Rows from a box-labeling dataset:
>> begin

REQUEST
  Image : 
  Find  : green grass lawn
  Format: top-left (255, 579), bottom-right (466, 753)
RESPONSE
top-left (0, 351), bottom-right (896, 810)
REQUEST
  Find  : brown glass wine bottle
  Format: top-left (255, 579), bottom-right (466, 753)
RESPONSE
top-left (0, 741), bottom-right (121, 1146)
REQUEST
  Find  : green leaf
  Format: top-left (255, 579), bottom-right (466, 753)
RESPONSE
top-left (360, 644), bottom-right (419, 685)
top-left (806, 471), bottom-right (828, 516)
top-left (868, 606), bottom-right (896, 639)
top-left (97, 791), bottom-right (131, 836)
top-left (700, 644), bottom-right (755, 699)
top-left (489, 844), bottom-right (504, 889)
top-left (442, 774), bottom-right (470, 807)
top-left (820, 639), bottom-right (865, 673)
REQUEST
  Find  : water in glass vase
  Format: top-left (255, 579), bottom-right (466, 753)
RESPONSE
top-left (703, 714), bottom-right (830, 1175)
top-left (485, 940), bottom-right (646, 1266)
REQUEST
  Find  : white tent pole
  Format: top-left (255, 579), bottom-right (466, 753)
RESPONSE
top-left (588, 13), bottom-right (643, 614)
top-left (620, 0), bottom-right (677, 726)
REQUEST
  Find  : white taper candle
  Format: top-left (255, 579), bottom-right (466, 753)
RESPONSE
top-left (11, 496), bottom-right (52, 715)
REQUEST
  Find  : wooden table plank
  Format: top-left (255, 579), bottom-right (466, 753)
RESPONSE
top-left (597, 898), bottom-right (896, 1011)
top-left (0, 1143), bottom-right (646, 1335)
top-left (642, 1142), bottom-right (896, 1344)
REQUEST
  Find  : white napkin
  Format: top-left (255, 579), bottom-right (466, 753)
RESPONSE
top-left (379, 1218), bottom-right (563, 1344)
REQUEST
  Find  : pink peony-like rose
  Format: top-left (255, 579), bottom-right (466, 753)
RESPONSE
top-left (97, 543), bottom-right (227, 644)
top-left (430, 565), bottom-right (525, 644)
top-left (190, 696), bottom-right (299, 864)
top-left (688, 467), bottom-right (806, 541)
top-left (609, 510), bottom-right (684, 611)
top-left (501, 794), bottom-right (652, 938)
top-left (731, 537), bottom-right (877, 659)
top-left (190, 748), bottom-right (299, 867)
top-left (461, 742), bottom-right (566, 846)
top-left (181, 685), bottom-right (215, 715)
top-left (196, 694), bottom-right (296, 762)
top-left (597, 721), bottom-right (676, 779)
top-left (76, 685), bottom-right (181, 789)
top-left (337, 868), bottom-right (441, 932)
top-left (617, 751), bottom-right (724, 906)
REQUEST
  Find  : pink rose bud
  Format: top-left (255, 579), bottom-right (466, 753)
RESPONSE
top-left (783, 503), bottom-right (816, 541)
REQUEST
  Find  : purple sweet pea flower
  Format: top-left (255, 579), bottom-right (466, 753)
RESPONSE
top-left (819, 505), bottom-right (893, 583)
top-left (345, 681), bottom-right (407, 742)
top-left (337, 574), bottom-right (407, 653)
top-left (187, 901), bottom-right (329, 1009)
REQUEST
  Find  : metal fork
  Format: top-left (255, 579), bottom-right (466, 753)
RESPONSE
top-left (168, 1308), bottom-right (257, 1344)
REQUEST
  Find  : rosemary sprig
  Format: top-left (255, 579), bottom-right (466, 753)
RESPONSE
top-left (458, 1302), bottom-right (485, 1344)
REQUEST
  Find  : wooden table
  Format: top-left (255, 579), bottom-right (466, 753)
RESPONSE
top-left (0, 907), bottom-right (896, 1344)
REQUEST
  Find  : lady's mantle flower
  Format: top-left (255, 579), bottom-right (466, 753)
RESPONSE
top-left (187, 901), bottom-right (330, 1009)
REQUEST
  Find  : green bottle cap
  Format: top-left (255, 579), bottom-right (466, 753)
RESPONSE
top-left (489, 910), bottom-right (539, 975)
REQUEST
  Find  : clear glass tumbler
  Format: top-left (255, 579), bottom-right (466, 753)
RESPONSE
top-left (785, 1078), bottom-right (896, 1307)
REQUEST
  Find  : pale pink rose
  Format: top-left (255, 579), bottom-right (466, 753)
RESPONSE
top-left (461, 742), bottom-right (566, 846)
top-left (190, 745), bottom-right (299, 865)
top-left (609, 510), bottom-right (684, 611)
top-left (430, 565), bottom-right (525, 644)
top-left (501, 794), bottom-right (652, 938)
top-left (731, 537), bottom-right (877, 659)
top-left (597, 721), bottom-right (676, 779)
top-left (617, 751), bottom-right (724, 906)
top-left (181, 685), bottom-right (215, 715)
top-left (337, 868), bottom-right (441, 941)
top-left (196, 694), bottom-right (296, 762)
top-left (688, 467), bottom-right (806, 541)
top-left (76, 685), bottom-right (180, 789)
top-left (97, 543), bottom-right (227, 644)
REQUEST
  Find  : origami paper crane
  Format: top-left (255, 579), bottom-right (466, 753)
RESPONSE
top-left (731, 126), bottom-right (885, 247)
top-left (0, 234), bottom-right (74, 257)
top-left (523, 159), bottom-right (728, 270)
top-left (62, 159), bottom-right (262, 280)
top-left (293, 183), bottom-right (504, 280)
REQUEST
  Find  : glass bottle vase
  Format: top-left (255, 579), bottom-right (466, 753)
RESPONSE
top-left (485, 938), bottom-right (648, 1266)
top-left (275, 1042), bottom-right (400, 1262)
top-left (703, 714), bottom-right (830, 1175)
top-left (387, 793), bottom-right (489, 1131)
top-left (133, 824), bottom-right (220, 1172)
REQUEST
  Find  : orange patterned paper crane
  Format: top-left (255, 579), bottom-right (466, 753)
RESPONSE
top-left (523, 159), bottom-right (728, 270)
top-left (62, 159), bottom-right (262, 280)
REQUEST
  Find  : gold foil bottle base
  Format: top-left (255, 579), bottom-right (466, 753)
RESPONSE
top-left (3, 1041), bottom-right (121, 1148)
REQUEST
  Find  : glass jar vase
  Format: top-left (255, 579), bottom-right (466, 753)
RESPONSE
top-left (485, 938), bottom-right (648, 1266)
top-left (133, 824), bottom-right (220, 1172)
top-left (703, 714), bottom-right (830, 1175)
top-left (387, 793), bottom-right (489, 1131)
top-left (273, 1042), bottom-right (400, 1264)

>> end

• _EXERCISE INSTRUCTIONS_
Copy all of the records above line for line, changing nothing.

• _IN RESPONSE_
REQUEST
  Image : 
  Find  : green grass lawn
  Format: top-left (255, 579), bottom-right (466, 753)
RESPONSE
top-left (0, 351), bottom-right (896, 810)
REQUEST
  Find  : brown glass wine bottle
  Format: top-left (255, 579), bottom-right (466, 753)
RESPONSE
top-left (0, 741), bottom-right (121, 1146)
REQUEST
  Find  : green leaf
  Format: top-left (255, 579), bottom-right (466, 753)
RESPONSE
top-left (360, 644), bottom-right (419, 685)
top-left (806, 471), bottom-right (828, 516)
top-left (868, 606), bottom-right (896, 639)
top-left (97, 791), bottom-right (131, 836)
top-left (700, 644), bottom-right (755, 699)
top-left (489, 844), bottom-right (504, 889)
top-left (442, 774), bottom-right (470, 807)
top-left (820, 639), bottom-right (865, 673)
REQUEST
  Find  : water in glass vase
  Format: top-left (255, 579), bottom-right (466, 753)
RESPONSE
top-left (703, 714), bottom-right (830, 1175)
top-left (485, 940), bottom-right (646, 1266)
REQUEST
  Find  : white tent pole
  Format: top-left (255, 579), bottom-right (466, 753)
RESPONSE
top-left (588, 13), bottom-right (643, 614)
top-left (620, 0), bottom-right (677, 726)
REQUEST
  Find  : white taper candle
  Format: top-left (255, 579), bottom-right (466, 753)
RESPONSE
top-left (11, 496), bottom-right (52, 715)
REQUEST
  Find  : wooden table plank
  Format: top-left (255, 579), bottom-right (466, 753)
RESPONSE
top-left (597, 898), bottom-right (896, 1011)
top-left (0, 1143), bottom-right (646, 1335)
top-left (642, 1142), bottom-right (896, 1344)
REQUEST
  Find  : white napkin
  Format: top-left (255, 579), bottom-right (466, 753)
RESPONSE
top-left (379, 1218), bottom-right (563, 1344)
REQUEST
  Find  : pink peony-like rose
  Format: top-left (255, 579), bottom-right (466, 753)
RESPONSE
top-left (97, 543), bottom-right (227, 644)
top-left (430, 565), bottom-right (525, 644)
top-left (190, 696), bottom-right (299, 864)
top-left (688, 467), bottom-right (806, 541)
top-left (609, 510), bottom-right (684, 611)
top-left (501, 794), bottom-right (652, 938)
top-left (731, 537), bottom-right (877, 659)
top-left (190, 748), bottom-right (299, 867)
top-left (461, 742), bottom-right (566, 846)
top-left (181, 685), bottom-right (215, 715)
top-left (196, 694), bottom-right (296, 762)
top-left (597, 721), bottom-right (676, 779)
top-left (76, 685), bottom-right (181, 789)
top-left (337, 868), bottom-right (441, 932)
top-left (617, 751), bottom-right (724, 906)
REQUEST
  Find  : pink rose bud
  Format: top-left (255, 579), bottom-right (466, 753)
RESPONSE
top-left (783, 503), bottom-right (816, 541)
REQUEST
  Find  : purple sweet pea flower
  Format: top-left (255, 579), bottom-right (466, 753)
RESPONSE
top-left (819, 505), bottom-right (893, 583)
top-left (345, 681), bottom-right (407, 742)
top-left (337, 574), bottom-right (407, 653)
top-left (187, 901), bottom-right (329, 1009)
REQUEST
  Find  : metal fork
  Format: top-left (255, 579), bottom-right (466, 753)
RESPONSE
top-left (168, 1308), bottom-right (257, 1344)
REQUEST
  Find  : rosemary sprig
  Format: top-left (255, 579), bottom-right (466, 753)
RESPONSE
top-left (458, 1302), bottom-right (485, 1344)
REQUEST
  Find  : wooden table
  Format: top-left (255, 579), bottom-right (466, 753)
RESPONSE
top-left (0, 907), bottom-right (896, 1344)
REQUEST
  Find  : lady's mantle flower
  Format: top-left (255, 579), bottom-right (466, 753)
RESPONSE
top-left (187, 901), bottom-right (330, 1009)
REQUEST
  Find  : green bottle cap
  Format: top-left (255, 579), bottom-right (466, 753)
RESPONSE
top-left (489, 910), bottom-right (539, 975)
REQUEST
  Find  : clear glass tumbler
  Format: top-left (255, 579), bottom-right (466, 753)
RESPONSE
top-left (785, 1078), bottom-right (896, 1307)
REQUEST
  Find  : pale pink rose
  Format: top-left (255, 579), bottom-right (466, 753)
RESPONSE
top-left (461, 742), bottom-right (566, 846)
top-left (190, 745), bottom-right (299, 865)
top-left (609, 510), bottom-right (684, 611)
top-left (430, 565), bottom-right (525, 644)
top-left (501, 794), bottom-right (652, 938)
top-left (731, 537), bottom-right (877, 659)
top-left (597, 721), bottom-right (676, 779)
top-left (617, 751), bottom-right (724, 906)
top-left (181, 685), bottom-right (215, 715)
top-left (337, 868), bottom-right (441, 941)
top-left (196, 694), bottom-right (296, 762)
top-left (688, 467), bottom-right (806, 541)
top-left (76, 685), bottom-right (180, 789)
top-left (97, 543), bottom-right (227, 644)
REQUEST
  Find  : origami paper crane
  Format: top-left (255, 579), bottom-right (466, 753)
RESPONSE
top-left (731, 126), bottom-right (885, 247)
top-left (0, 234), bottom-right (74, 257)
top-left (523, 159), bottom-right (728, 270)
top-left (62, 159), bottom-right (262, 280)
top-left (293, 183), bottom-right (504, 280)
REQUEST
  Find  : glass bottle vase
  Format: top-left (255, 579), bottom-right (466, 753)
RESPONSE
top-left (485, 938), bottom-right (648, 1266)
top-left (275, 1042), bottom-right (400, 1262)
top-left (703, 714), bottom-right (830, 1175)
top-left (387, 793), bottom-right (489, 1131)
top-left (133, 824), bottom-right (220, 1172)
REQUEST
  Find  : orange patterned paper crane
  Format: top-left (255, 579), bottom-right (466, 753)
RESPONSE
top-left (523, 159), bottom-right (728, 270)
top-left (62, 159), bottom-right (262, 280)
REQUEST
  Find  : gold foil bottle base
  Format: top-left (255, 579), bottom-right (466, 753)
RESPONSE
top-left (3, 1041), bottom-right (121, 1148)
REQUEST
  Find  : glass jar vase
  Format: top-left (255, 579), bottom-right (466, 753)
RESPONSE
top-left (485, 938), bottom-right (648, 1266)
top-left (133, 824), bottom-right (220, 1172)
top-left (703, 714), bottom-right (830, 1175)
top-left (387, 793), bottom-right (489, 1131)
top-left (273, 1042), bottom-right (400, 1264)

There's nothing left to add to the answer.